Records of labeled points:
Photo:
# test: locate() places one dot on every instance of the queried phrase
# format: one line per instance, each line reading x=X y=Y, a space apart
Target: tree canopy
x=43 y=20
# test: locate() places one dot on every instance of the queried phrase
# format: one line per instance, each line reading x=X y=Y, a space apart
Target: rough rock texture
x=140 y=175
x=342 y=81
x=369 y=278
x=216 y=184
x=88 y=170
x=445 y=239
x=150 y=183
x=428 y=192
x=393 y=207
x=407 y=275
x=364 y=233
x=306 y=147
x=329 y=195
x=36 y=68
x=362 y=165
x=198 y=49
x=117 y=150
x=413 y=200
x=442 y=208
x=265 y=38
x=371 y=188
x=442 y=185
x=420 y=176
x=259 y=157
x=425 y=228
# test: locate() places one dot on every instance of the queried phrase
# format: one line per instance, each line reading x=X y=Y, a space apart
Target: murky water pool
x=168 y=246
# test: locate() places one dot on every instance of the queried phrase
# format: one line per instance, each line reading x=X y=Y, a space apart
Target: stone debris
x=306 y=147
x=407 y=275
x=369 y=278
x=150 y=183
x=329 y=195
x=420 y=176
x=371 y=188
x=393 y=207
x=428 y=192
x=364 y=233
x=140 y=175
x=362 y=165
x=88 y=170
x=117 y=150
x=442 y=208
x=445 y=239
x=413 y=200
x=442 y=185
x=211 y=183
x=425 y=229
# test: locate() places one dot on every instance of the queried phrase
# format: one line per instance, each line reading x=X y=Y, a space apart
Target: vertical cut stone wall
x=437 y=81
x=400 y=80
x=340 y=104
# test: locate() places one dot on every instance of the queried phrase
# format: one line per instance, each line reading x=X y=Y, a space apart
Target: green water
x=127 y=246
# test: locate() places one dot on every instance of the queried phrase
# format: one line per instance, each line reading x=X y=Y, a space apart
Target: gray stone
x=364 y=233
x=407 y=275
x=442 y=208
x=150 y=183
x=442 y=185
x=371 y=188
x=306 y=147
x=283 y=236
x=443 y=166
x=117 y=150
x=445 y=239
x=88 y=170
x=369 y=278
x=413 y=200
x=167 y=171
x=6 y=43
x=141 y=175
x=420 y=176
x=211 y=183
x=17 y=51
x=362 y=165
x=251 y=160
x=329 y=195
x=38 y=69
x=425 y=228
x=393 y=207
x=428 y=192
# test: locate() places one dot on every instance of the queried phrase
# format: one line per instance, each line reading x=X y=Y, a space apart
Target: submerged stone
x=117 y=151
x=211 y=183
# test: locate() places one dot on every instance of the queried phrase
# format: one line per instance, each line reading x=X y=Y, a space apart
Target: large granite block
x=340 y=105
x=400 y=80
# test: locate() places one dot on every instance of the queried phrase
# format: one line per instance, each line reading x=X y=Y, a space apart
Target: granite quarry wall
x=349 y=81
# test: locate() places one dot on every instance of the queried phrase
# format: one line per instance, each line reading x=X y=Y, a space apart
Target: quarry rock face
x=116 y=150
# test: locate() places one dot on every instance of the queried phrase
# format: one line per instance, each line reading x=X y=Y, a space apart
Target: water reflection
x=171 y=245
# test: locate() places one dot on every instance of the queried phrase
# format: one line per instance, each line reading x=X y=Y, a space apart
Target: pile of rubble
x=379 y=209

* _Exercise goal_:
Print all of the entries exactly as they are written.

* _Completed exercise_:
Photo:
# test: locate() places one dot on every instance of the queried phrase
# format: one line per instance, each line reading x=X y=Y, a space apart
Target: tree canopy
x=43 y=20
# test: locate() places one dot on every instance of the queried phrase
# format: one line per instance, each line reading x=X y=Y, a space apart
Target: rough rock texture
x=140 y=175
x=342 y=81
x=369 y=278
x=216 y=184
x=88 y=170
x=445 y=239
x=150 y=183
x=428 y=192
x=393 y=207
x=407 y=275
x=364 y=233
x=306 y=147
x=329 y=195
x=36 y=68
x=362 y=165
x=198 y=49
x=117 y=150
x=413 y=200
x=442 y=208
x=265 y=38
x=371 y=188
x=442 y=185
x=420 y=176
x=259 y=157
x=425 y=228
# test: locate() places one dot on every instance of the queried phrase
# format: one line per instance, each line reading x=X y=Y, a space apart
Target: murky water pool
x=168 y=246
# test: locate() places one dot on every instance of the queried phrase
# format: one line per instance, each line reading x=X y=Y, a space apart
Target: stone debris
x=306 y=147
x=407 y=275
x=369 y=278
x=150 y=183
x=329 y=195
x=420 y=176
x=371 y=188
x=393 y=207
x=428 y=192
x=364 y=233
x=140 y=175
x=362 y=165
x=88 y=170
x=117 y=150
x=442 y=208
x=445 y=239
x=413 y=200
x=442 y=185
x=211 y=183
x=425 y=229
# test: locate() places one dot on every instance of the queried phrase
# format: one line per instance, each line reading x=X y=Y, a space apart
Target: vertical cut stone wall
x=437 y=81
x=400 y=80
x=340 y=104
# test: locate() places one dot on every instance of the queried phrase
# format: one line per instance, each line reading x=X y=Y, a space apart
Target: green water
x=127 y=246
# test: locate() places one dot on every instance of the queried phrase
# format: one line per instance, each line reading x=X y=Y, a space apart
Target: gray stone
x=364 y=233
x=407 y=275
x=442 y=208
x=150 y=183
x=442 y=185
x=371 y=188
x=306 y=147
x=283 y=236
x=443 y=166
x=117 y=150
x=445 y=239
x=88 y=170
x=369 y=278
x=413 y=200
x=167 y=171
x=6 y=43
x=141 y=175
x=420 y=176
x=211 y=183
x=17 y=51
x=362 y=165
x=251 y=160
x=329 y=195
x=38 y=69
x=425 y=228
x=393 y=207
x=428 y=192
# test: locate() places one dot on every instance of the queried phrase
# format: one line per instance, each line reading x=X y=Y, a space apart
Target: submerged stone
x=117 y=151
x=211 y=183
# test: locate() places one dot on every instance of the queried phrase
# format: one line per instance, each line reading x=X y=Y, a space apart
Target: large granite block
x=340 y=105
x=400 y=80
# test: locate() places one dot on every instance of the queried phrase
# format: one line per instance, each line reading x=X y=Y, a space apart
Target: granite quarry wall
x=349 y=81
# test: locate() places one dot on every instance of the queried phrase
# format: one line per instance, each line reading x=X y=Y, a space apart
Target: quarry rock face
x=116 y=150
# test: locate() places one dot on every instance of the queried phrase
# format: one line per instance, each line reading x=X y=Y, a space apart
Target: water reflection
x=171 y=245
# test: locate() places one dot on every instance of the queried phrase
# format: one line per instance, each line reading x=X y=Y, a space apart
Target: pile of rubble
x=379 y=209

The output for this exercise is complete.